Data extracted from a collection>
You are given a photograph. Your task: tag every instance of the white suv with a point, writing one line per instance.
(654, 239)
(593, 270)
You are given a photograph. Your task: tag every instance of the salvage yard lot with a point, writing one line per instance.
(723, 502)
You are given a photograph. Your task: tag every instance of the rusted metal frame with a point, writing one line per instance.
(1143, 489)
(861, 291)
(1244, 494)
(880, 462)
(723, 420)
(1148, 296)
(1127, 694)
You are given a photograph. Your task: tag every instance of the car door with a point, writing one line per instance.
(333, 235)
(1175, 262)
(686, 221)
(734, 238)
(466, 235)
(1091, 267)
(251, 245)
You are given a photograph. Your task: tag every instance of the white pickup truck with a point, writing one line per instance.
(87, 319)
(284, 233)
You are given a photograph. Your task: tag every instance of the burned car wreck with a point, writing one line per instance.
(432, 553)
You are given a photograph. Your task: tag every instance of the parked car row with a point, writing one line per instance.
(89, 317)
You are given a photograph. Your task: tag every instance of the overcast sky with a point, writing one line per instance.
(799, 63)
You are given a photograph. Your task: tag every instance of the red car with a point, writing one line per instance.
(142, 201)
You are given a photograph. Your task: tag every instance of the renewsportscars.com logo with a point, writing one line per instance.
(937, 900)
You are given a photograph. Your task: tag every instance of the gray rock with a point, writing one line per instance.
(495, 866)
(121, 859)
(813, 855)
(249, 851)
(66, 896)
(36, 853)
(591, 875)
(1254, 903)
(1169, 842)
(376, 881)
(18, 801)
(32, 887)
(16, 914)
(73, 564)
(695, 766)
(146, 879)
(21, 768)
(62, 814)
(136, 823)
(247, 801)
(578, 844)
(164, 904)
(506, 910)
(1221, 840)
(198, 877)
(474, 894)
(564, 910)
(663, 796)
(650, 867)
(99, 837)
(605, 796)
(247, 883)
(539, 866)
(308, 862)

Exercise>
Please let your answer be exactly the lines from the one holding "of the burned" through the last line of the entries above, both ends included.

Result of the exercise>
You are given a photograph. Your task: tag every instance of the burned car wreck with a point, writing one line per instance.
(432, 553)
You are given a photograph. Your task: tag every instance of the parked car row with a point, writing one line per instance.
(89, 317)
You are given a photograph. Your task: tag every instance of the overcast sky with a point, writing one line per instance.
(799, 63)
You are given a photograph. Your task: tag every instance of the red car with a point, writing one line per instance.
(142, 201)
You are given a photograph. Your task: tag every instance of the renewsportscars.com logo with a point, writing one line per instance.
(937, 900)
You are given a photograph. Your task: tag every instance of the gray rock with a point, writing one line per instance.
(495, 866)
(121, 859)
(813, 855)
(249, 851)
(66, 896)
(36, 853)
(591, 875)
(1254, 903)
(1169, 842)
(376, 881)
(18, 801)
(32, 887)
(16, 914)
(73, 564)
(695, 766)
(146, 879)
(21, 768)
(62, 814)
(136, 823)
(247, 801)
(578, 844)
(164, 904)
(506, 910)
(1221, 840)
(198, 877)
(474, 894)
(564, 910)
(663, 796)
(650, 867)
(99, 837)
(605, 796)
(247, 883)
(539, 866)
(308, 862)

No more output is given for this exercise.